• [HOW TO COMPLETE THIS TASK] Print out the data exactly, keeping every image out of it.

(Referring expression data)
┏━━

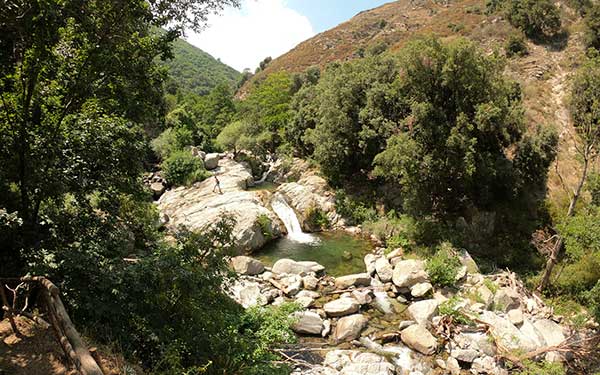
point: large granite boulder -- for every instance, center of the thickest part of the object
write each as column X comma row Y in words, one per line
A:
column 409, row 272
column 246, row 265
column 422, row 311
column 307, row 322
column 197, row 207
column 293, row 267
column 349, row 327
column 341, row 307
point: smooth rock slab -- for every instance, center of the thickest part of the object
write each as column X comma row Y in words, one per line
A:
column 246, row 265
column 418, row 338
column 341, row 307
column 292, row 267
column 307, row 322
column 409, row 272
column 349, row 327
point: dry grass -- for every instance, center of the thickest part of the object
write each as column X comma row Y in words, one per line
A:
column 37, row 352
column 543, row 74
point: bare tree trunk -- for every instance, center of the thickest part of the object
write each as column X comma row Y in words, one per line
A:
column 553, row 259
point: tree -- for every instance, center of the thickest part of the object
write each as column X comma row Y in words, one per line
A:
column 536, row 18
column 78, row 85
column 585, row 111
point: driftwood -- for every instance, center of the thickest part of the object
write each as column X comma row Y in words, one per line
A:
column 62, row 326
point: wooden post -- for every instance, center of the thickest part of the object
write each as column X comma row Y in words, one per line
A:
column 8, row 311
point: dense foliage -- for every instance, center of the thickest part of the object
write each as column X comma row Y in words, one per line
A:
column 194, row 71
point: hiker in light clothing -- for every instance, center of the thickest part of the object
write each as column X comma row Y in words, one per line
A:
column 217, row 185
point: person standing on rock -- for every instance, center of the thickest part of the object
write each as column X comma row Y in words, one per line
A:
column 217, row 185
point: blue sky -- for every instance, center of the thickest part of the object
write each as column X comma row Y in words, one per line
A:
column 325, row 14
column 242, row 37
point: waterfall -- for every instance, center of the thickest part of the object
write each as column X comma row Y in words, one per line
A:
column 265, row 175
column 382, row 302
column 290, row 220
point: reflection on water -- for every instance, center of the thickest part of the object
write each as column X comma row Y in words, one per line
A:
column 339, row 252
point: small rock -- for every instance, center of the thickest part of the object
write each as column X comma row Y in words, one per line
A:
column 310, row 282
column 345, row 282
column 363, row 297
column 349, row 327
column 516, row 317
column 421, row 289
column 370, row 263
column 396, row 253
column 246, row 265
column 453, row 366
column 465, row 355
column 211, row 161
column 506, row 299
column 341, row 307
column 326, row 328
column 550, row 331
column 418, row 338
column 423, row 311
column 384, row 269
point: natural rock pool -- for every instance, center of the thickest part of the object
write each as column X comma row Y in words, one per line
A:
column 340, row 252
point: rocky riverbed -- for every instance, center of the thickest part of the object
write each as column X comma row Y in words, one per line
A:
column 197, row 206
column 391, row 320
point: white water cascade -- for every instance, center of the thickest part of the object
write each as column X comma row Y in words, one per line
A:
column 290, row 220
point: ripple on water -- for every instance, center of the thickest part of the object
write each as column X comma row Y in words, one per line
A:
column 339, row 252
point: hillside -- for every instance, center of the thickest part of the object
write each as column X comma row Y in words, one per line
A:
column 193, row 70
column 542, row 73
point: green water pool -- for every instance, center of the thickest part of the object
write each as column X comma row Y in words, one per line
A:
column 339, row 252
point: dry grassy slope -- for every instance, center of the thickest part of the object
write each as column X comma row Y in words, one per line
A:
column 544, row 73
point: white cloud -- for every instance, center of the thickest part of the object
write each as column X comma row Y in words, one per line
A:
column 243, row 37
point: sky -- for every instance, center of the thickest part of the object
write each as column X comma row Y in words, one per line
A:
column 243, row 37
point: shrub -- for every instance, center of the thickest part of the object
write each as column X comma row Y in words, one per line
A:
column 353, row 210
column 170, row 141
column 182, row 168
column 450, row 308
column 443, row 266
column 536, row 18
column 265, row 226
column 593, row 301
column 516, row 45
column 541, row 368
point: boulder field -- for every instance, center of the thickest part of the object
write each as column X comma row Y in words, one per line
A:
column 371, row 326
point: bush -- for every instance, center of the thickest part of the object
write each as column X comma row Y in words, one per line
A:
column 443, row 266
column 265, row 226
column 317, row 219
column 593, row 301
column 182, row 168
column 516, row 45
column 356, row 212
column 170, row 141
column 542, row 368
column 536, row 18
column 450, row 308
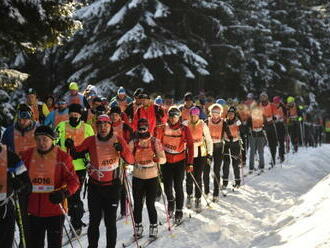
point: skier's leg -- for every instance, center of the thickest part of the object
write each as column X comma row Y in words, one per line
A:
column 95, row 214
column 54, row 226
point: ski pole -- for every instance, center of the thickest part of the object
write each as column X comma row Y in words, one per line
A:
column 129, row 197
column 164, row 201
column 199, row 188
column 67, row 234
column 19, row 214
column 70, row 224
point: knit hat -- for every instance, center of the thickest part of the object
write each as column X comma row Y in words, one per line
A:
column 188, row 96
column 24, row 111
column 137, row 92
column 144, row 95
column 45, row 130
column 195, row 111
column 276, row 99
column 174, row 111
column 143, row 124
column 250, row 96
column 103, row 118
column 232, row 109
column 215, row 107
column 221, row 101
column 74, row 107
column 121, row 90
column 264, row 94
column 115, row 109
column 73, row 86
column 31, row 91
column 158, row 100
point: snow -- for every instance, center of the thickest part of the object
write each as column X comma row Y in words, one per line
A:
column 95, row 9
column 161, row 10
column 286, row 207
column 118, row 17
column 136, row 34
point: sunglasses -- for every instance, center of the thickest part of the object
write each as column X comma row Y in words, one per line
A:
column 24, row 115
column 102, row 122
column 174, row 115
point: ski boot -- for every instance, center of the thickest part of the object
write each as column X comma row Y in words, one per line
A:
column 170, row 208
column 153, row 231
column 178, row 217
column 138, row 230
column 198, row 205
column 189, row 201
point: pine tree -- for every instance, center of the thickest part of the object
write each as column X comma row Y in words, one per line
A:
column 166, row 43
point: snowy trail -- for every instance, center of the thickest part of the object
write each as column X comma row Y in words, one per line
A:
column 284, row 207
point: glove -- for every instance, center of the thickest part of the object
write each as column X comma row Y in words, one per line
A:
column 69, row 143
column 189, row 168
column 58, row 196
column 209, row 159
column 118, row 147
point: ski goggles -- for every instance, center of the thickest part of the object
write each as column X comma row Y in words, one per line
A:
column 61, row 102
column 102, row 119
column 215, row 112
column 24, row 115
column 173, row 114
column 143, row 128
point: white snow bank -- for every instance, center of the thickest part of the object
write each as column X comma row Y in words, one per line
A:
column 284, row 207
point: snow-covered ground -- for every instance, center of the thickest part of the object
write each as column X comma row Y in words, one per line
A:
column 284, row 207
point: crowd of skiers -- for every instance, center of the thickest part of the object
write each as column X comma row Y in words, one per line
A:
column 57, row 151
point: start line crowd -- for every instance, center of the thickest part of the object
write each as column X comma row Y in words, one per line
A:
column 54, row 149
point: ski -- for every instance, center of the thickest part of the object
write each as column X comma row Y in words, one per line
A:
column 73, row 239
column 147, row 242
column 131, row 241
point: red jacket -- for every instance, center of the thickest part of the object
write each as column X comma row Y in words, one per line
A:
column 153, row 113
column 90, row 146
column 65, row 176
column 186, row 139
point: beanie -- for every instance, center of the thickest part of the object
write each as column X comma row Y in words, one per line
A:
column 74, row 107
column 45, row 130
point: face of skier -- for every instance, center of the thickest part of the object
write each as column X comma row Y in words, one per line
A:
column 61, row 105
column 215, row 113
column 31, row 99
column 188, row 102
column 73, row 92
column 43, row 142
column 103, row 128
column 231, row 115
column 194, row 118
column 173, row 119
column 50, row 102
column 115, row 117
column 121, row 96
column 24, row 123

┗━━

• [SOLUTION TO THIS EXERCISE]
point: large granite boulder -- for every instance, center of the thickest part of the object
write each as column X comma row Y in words, one per line
A:
column 409, row 272
column 246, row 265
column 422, row 311
column 307, row 322
column 197, row 207
column 293, row 267
column 349, row 327
column 341, row 307
point: smooth rock slab -- for every instance, center of the thickest part of the object
write each as column X comma row Y in words, one per line
A:
column 246, row 265
column 418, row 338
column 341, row 307
column 292, row 267
column 307, row 322
column 409, row 272
column 349, row 327
point: dry grass -- for every instance, center of the thickest part of the object
write each as column X comma row Y in words, one per line
A:
column 37, row 352
column 543, row 74
point: bare tree trunk -- for every instance, center of the thickest part of the object
write each as column X comma row Y in words, one per line
A:
column 553, row 259
point: tree -- for every instance, center of the thickest part of the object
write each as column X comma row Y in words, one per line
A:
column 536, row 18
column 78, row 85
column 585, row 111
point: driftwood -- for every instance, center of the thickest part of the object
write each as column X comma row Y in words, one per line
A:
column 62, row 326
point: wooden post -- for every instance, center of the thickest part of the object
write each as column X comma row Y in words, one per line
A:
column 8, row 311
point: dense foliage -- for every instance, center of the thickest part of the object
write each as column X comma row Y in words, one per line
A:
column 194, row 71
point: hiker in light clothing -- for every instance, center of the thickest part of the object
write each as column X comma row Y in words, one per line
A:
column 217, row 185
point: person standing on rock -- for every instance, center of the thickest part of the object
write each as column X comma row Y in words, one per line
A:
column 217, row 185
point: blue sky -- for every instance, center of the thickest part of the object
write each as column X comma row Y in words, one per line
A:
column 325, row 14
column 242, row 37
point: waterfall -- for every instance, center of the thickest part of the object
write each as column X comma row Y in words, one per line
A:
column 265, row 175
column 382, row 302
column 290, row 220
point: reflection on water -- for every instance, center of the thickest part of the object
write each as column X comma row Y in words, one per line
A:
column 339, row 252
point: small rock -- for every instance, center of the thickest part of the object
write each as column X comma row Y in words, one per line
A:
column 310, row 282
column 345, row 282
column 363, row 297
column 349, row 327
column 516, row 317
column 421, row 289
column 370, row 263
column 396, row 253
column 246, row 265
column 453, row 366
column 465, row 355
column 211, row 161
column 506, row 299
column 341, row 307
column 326, row 328
column 550, row 331
column 418, row 338
column 423, row 311
column 384, row 269
point: natural rock pool -- for every instance, center of the thickest part of the object
write each as column X comma row Y in words, one per line
A:
column 340, row 252
point: rocky riverbed -- for every instance, center of the thickest part of the object
write each as column X comma row Y in words, one per line
A:
column 197, row 206
column 391, row 320
point: white water cascade -- for every instance, center of the thickest part of the object
write each as column X comma row Y in words, one per line
A:
column 290, row 220
point: ripple on water -- for every instance, center of the thickest part of the object
write each as column X comma row Y in words, one per line
A:
column 339, row 252
point: hillside -- for every instance, center of the thickest part of the object
write each as column X comma row Y in words, one per line
A:
column 193, row 70
column 542, row 73
point: green water pool -- for every instance, center of the thickest part of the object
write each as column X comma row Y in words, one per line
A:
column 339, row 252
point: dry grassy slope -- for every instance, center of the thickest part of the object
write each as column X comma row Y in words, one per line
A:
column 544, row 73
point: white cloud -- for every instance, center of the thickest part of the object
write each as column X comma row Y in words, one per line
A:
column 243, row 37
point: sky -- for every instance, center of the thickest part of the object
write each as column X comma row Y in words, one per line
A:
column 243, row 37
point: shrub -- for every instance, center of the thickest part of the object
write each as column X comma row Y in words, one per line
A:
column 353, row 210
column 170, row 141
column 182, row 168
column 450, row 308
column 443, row 266
column 536, row 18
column 265, row 226
column 593, row 301
column 516, row 45
column 541, row 368
point: boulder field -- for every instance, center of the thickest part of the object
write each as column X comma row Y in words, one per line
A:
column 371, row 326
point: bush -- for every instance, center of the thickest part of the object
write each as column X comma row Y in words, one per line
A:
column 443, row 266
column 265, row 226
column 317, row 219
column 593, row 301
column 182, row 168
column 516, row 45
column 356, row 212
column 170, row 141
column 542, row 368
column 536, row 18
column 450, row 308
point: skier's leg -- for every instance, center of the thickest part of the object
write each as column X comma row Y in words, one per line
A:
column 95, row 214
column 54, row 226
point: ski pole -- for every instance, center of the thickest part of the object
write each as column X comma row Y in words, one per line
A:
column 129, row 197
column 164, row 201
column 199, row 188
column 67, row 234
column 19, row 214
column 70, row 224
point: knit hat -- for every instance, center of the thickest part of the object
write each as column X comma row Y in words, one per line
A:
column 188, row 96
column 24, row 111
column 137, row 92
column 144, row 95
column 45, row 130
column 195, row 111
column 276, row 99
column 174, row 111
column 143, row 124
column 250, row 96
column 103, row 118
column 232, row 109
column 215, row 107
column 221, row 101
column 74, row 107
column 121, row 90
column 264, row 94
column 115, row 109
column 73, row 86
column 31, row 91
column 158, row 100
point: snow -- for every instance, center of the thickest part of the object
write each as column X comma row Y in words, one per line
A:
column 95, row 9
column 161, row 10
column 286, row 207
column 118, row 17
column 136, row 34
point: sunglasses -- for every instance, center of the thickest part of the object
write each as column X comma row Y in words, one per line
A:
column 24, row 115
column 102, row 122
column 174, row 115
point: ski boot -- for every instance, center of the thickest part of the object
write each as column X comma row Y in words, one per line
A:
column 170, row 208
column 153, row 231
column 178, row 217
column 138, row 230
column 198, row 205
column 189, row 201
point: pine tree -- for every instance, center of the thickest part of the object
write each as column X comma row Y in words, one per line
A:
column 166, row 43
point: snowy trail -- for every instance, center of the thickest part of the object
write each as column X comma row Y in words, one per line
A:
column 284, row 207
point: glove -- for every instance, center of the thickest part of the object
write each as column X comma row Y in words, one per line
A:
column 69, row 143
column 189, row 168
column 58, row 196
column 209, row 159
column 118, row 147
point: ski goggles -- for every instance, center of the thickest part of the object
write each as column X comma row Y in words, one per line
A:
column 61, row 102
column 102, row 119
column 215, row 112
column 24, row 115
column 173, row 114
column 143, row 128
point: white snow bank -- for every instance, center of the thickest part of the object
write each as column X comma row Y in words, one per line
A:
column 284, row 207
point: snow-covered ground -- for every instance, center of the thickest part of the object
write each as column X comma row Y in words, one per line
A:
column 284, row 207
point: crowd of skiers -- for every instance, center of the thickest part of the object
write each as column X comma row Y in words, one per line
A:
column 57, row 151
point: start line crowd -- for every instance, center of the thickest part of the object
write each as column X comma row Y in words, one per line
A:
column 54, row 149
point: ski -- for every instance, center of the thickest part of the object
write each as column X comma row Y in words, one per line
A:
column 73, row 239
column 147, row 242
column 131, row 241
point: red jacket -- for every instance, center of the thickest part of the object
write each as column X comma row Y in words, one per line
A:
column 153, row 113
column 90, row 146
column 65, row 176
column 186, row 139
point: beanie -- for every instance, center of the thickest part of the object
write each as column X comma row Y in words, one per line
A:
column 74, row 107
column 45, row 130
point: face of skier -- for every instance, center of the thickest part of the object
write each as column X comma row Y in words, one per line
A:
column 61, row 105
column 215, row 113
column 31, row 99
column 188, row 102
column 73, row 92
column 43, row 142
column 103, row 128
column 231, row 115
column 194, row 118
column 173, row 119
column 50, row 102
column 115, row 117
column 121, row 96
column 24, row 123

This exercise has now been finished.